» Tasks to complete
1. In the blog post about biographers who come to love or hate their subjects, what discouraged the first biographer of Oliver Wendell Holmes Jr. from finishing?
2. Continue the blog post about biographers and their feelings toward their subjects from the point where it stops.

======== Source document ========

Monday, November 12, 2012

Lovers, Haters and Biography

Slate has a cute piece up on the question of how many biographers have fallen for their subject.  Answer: some.  Maybe not many.  Who the hell knows?  Unaddressed is the related question: how many grow to hate their subject as they get to know him (or her--see infra).

Getting hard data here might be even harder because the author might have all kinds of reasons not to want to admit that he had made a critical error in choosing his subject.   But famous among law professors (at least of a certain age) is at least one remarkable instance: the case of the late Supreme Court justice, Oliver Wendell Holmes Jr.  His first biographer abandoned the project unfinished "discouraged by what seemed to him the bleakness of Holmes' character."  His second, the legendary Grant Gilmore, grew so hostile to his subject tht he finished nothing at all.   Later biographers, while not so dramatic, appear not to love their particular subject much better.  Holmes appears in retrospect, so this account goes, to have enjoyed a Petraeus-level PR operation during his lifetime which may have laid the groundwork for disappointment later (documentation for this paragraph is here).

======== Records provided ========

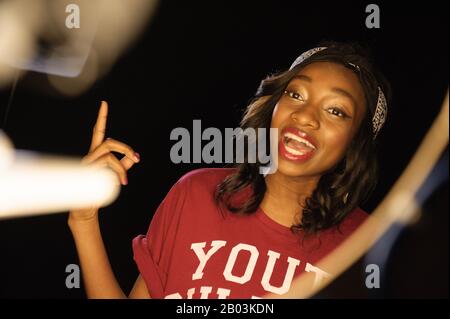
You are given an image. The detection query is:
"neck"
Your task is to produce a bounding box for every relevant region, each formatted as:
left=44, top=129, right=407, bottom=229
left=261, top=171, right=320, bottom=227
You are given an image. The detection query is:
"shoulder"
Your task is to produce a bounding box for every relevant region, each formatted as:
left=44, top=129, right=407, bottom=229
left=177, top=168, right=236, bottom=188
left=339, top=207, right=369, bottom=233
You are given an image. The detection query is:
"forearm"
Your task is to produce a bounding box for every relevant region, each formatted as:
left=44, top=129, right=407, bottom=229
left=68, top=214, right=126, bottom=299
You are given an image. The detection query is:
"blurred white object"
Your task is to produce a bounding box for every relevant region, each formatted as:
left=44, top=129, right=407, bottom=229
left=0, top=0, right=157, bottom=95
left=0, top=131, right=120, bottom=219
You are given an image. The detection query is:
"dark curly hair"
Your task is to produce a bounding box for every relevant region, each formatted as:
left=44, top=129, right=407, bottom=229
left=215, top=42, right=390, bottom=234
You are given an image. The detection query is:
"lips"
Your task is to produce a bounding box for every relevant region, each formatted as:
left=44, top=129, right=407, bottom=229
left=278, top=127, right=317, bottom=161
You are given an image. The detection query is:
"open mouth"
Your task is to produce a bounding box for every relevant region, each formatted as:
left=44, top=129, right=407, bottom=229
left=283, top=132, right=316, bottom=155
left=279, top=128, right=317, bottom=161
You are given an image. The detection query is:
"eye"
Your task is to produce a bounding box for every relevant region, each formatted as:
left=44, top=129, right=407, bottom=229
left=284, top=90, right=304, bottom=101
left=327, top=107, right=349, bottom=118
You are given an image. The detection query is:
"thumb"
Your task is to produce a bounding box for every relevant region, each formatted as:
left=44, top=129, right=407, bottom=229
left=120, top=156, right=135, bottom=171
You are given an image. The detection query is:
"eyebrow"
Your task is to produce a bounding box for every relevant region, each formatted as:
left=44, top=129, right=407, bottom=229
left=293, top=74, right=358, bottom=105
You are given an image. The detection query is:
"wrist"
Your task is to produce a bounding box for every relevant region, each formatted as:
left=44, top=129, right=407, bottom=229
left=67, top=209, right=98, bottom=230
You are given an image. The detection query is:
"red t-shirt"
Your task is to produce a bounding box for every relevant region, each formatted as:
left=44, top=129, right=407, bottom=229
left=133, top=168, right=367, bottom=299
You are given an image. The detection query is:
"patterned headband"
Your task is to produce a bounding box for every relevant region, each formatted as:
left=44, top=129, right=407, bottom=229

========

» Exercise answers
1. He was discouraged by what seemed to him the bleakness of Holmes' character.

2.
I can think of another case which may be relevant although I am not entirely sure of the facts so I need to tread cautiously.  At any rate, I know a well-regarded feminist scholar who set out to write a biography of a pioneer in the campaign for women's independence.  Early on she discovered to her horror that her subject was also a flaming racist.  I know very little of her thinking beyond this point but I know that completion of the project took another 20 years.  One might well say--hey, finding that your subject has feet of clay is not a problem, it just makes the project all that much more interesting.  Well one might, but perhaps not so easy if you are the one.

The only other case that comes immediately to mind is the biography Tom Watson: Agrarian Rebel, by the incomparable historian of the postbellum south, C. Vann Woodward.  The way I remember if from the 60s, Woodward began his book by saying he had grown to dislike Watson more as his writing went on.   I just now went and looked at the online Google sample; I don't find quite those words but I do find a fascinating preface on how to deal with the life of a man who is in some (but not all)) ways quite loathsome.  
 
Afterthought: of course there is a whole shelf of biographies where the author seems willing just to tell the story as best he can, without (apparently) worrying about how much he cares about the subject.  I don't think anybody ever thought that Ian Kershaw (for example) ever saw much good in Hitler.  But he seemed to delight in the opportunity to tell the story fully, carefully, and  and with as much accuracy as he could control
 


1 comment:

dilbert dogbert said...

"Dutch"????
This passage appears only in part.